--- Supplied records Enclosed Below ---

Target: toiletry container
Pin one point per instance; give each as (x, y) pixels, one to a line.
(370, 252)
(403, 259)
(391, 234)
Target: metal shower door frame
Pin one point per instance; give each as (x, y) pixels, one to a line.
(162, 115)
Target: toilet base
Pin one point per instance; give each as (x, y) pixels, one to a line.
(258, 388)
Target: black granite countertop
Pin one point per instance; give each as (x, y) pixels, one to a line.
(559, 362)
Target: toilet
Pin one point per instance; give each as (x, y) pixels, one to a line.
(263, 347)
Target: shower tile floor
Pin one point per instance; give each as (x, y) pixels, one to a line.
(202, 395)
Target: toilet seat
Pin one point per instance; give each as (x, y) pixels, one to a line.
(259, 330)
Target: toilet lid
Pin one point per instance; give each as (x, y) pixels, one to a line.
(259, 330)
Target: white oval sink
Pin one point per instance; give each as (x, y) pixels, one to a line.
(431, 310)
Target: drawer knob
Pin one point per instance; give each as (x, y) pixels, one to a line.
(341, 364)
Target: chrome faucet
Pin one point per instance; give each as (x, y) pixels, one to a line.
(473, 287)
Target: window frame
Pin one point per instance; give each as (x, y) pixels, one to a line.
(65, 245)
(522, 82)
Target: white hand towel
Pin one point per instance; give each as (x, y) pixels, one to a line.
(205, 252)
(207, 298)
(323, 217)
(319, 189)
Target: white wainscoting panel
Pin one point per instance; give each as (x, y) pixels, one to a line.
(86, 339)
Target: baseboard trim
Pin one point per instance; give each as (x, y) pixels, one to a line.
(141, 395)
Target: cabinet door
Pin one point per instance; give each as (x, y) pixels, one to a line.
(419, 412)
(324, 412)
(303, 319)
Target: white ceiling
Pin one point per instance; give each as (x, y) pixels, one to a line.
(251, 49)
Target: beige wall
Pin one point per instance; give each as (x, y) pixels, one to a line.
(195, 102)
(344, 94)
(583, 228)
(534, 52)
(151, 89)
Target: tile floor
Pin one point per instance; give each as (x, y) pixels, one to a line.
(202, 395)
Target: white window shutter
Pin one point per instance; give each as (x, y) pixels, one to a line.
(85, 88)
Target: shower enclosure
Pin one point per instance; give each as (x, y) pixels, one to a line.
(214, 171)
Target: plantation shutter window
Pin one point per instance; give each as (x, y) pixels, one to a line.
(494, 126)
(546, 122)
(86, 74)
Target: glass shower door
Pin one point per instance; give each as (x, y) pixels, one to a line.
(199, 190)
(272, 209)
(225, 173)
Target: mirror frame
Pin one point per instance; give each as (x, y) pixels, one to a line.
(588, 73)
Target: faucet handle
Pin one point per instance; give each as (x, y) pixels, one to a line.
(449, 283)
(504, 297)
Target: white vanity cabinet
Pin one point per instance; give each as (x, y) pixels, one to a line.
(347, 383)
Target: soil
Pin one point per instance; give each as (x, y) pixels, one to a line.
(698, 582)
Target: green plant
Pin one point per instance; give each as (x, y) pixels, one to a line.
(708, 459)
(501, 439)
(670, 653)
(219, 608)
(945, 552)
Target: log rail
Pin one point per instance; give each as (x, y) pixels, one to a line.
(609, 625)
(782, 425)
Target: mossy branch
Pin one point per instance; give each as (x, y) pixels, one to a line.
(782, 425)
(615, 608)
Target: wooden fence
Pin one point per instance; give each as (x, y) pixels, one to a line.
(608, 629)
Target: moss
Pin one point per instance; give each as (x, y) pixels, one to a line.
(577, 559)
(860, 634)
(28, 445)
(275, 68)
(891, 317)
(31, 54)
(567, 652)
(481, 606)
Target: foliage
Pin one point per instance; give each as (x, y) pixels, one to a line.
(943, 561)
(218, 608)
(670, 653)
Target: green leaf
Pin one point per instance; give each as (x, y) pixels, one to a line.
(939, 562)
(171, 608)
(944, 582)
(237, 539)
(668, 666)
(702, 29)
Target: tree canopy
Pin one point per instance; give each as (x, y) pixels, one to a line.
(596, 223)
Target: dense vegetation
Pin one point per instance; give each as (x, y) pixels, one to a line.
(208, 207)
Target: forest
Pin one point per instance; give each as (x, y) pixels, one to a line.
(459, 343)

--- End of Enclosed Supplied records ---
--- Supplied records Enclosed Below ---

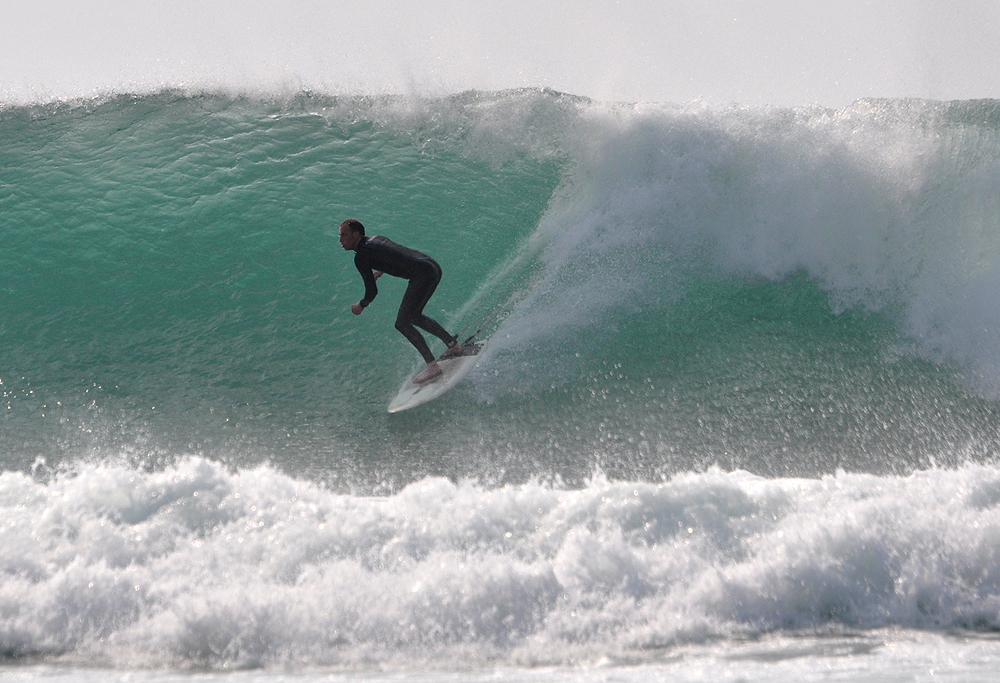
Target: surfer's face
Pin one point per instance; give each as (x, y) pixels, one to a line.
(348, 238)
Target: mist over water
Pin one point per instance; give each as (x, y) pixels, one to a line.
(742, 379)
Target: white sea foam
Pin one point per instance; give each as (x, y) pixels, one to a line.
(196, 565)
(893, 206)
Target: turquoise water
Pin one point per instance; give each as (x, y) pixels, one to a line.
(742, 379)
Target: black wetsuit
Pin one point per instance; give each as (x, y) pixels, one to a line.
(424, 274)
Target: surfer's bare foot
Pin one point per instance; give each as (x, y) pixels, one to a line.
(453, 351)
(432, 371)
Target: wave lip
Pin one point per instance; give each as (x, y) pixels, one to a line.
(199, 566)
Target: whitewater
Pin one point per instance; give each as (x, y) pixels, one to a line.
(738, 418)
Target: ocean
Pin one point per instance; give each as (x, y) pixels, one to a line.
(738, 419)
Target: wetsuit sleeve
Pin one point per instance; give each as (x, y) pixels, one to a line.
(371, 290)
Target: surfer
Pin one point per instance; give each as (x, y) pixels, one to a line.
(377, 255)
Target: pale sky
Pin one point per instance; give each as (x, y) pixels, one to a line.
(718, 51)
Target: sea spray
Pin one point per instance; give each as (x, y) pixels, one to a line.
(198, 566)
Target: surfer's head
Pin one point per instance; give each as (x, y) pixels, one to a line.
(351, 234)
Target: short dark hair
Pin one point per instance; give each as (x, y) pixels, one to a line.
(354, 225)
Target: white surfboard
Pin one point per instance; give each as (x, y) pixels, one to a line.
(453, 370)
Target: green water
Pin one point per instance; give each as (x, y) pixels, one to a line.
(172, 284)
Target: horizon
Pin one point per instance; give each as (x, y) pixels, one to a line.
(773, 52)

--- End of Enclosed Supplied records ---
--- Supplied records Enclosed Below ---

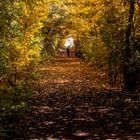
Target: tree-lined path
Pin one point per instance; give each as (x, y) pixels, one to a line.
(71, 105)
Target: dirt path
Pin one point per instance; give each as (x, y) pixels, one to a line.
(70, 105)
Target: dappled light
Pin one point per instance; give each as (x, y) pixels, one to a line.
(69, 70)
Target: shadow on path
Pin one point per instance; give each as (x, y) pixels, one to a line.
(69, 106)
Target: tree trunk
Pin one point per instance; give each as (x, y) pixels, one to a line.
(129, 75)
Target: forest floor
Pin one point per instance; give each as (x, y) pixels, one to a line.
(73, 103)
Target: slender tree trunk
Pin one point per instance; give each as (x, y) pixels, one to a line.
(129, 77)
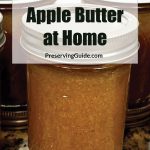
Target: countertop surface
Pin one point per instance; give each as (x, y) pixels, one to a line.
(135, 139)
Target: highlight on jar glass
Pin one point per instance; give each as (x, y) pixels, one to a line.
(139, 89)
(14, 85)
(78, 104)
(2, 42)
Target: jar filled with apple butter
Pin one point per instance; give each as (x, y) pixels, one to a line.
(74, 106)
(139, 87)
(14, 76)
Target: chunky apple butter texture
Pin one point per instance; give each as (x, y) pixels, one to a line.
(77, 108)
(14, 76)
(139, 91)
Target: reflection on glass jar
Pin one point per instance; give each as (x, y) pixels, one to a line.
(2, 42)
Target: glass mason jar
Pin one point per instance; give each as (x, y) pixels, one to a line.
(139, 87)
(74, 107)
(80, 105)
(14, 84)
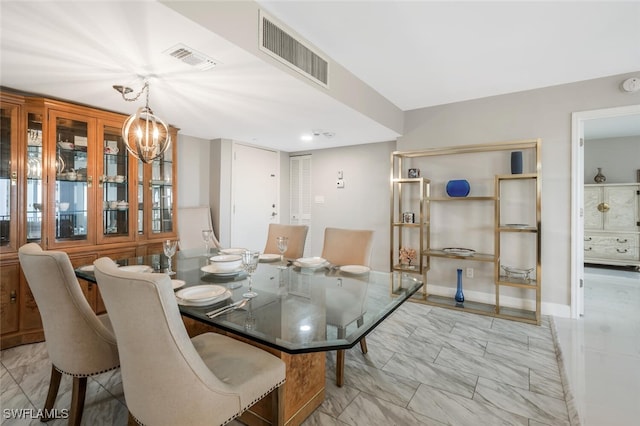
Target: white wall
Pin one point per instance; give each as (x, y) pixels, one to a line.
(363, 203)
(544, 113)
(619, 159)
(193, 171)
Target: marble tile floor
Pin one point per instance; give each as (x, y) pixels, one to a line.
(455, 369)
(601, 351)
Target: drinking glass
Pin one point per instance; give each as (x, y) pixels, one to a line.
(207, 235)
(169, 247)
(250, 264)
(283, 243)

--- End of Enclosed Supplied records ---

> Task instructions: Which lines in the data above hold the string "glass"? Show each one.

> Answer section:
Target: glass shower door
Target: highlight on jar glass
Target: reflection on glass jar
Target: glass mason jar
Target: drinking glass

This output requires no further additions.